_Exercise description:_
Write out all the entries word for word, but skip any images.

_Record extracts:_
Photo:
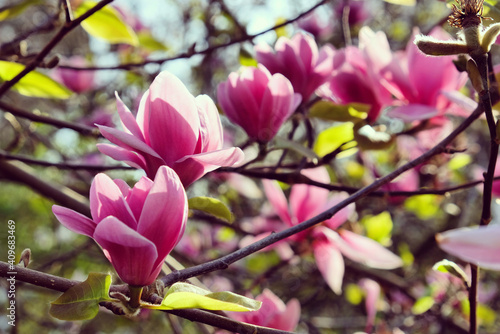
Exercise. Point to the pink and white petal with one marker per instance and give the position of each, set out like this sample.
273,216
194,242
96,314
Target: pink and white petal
173,118
192,167
479,246
211,134
366,251
128,119
127,141
413,112
133,256
122,154
106,199
372,294
74,221
277,198
164,214
340,217
330,263
137,196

_Written response:_
Photo:
Exercise. Point to the pink and white petal with one marker per instance and give the position of each, set out like this sample.
273,216
194,242
96,314
Target: pink and white petal
173,118
192,167
479,246
211,134
366,251
128,119
127,141
413,112
133,256
122,154
106,199
372,294
74,221
277,198
164,214
340,217
330,263
137,196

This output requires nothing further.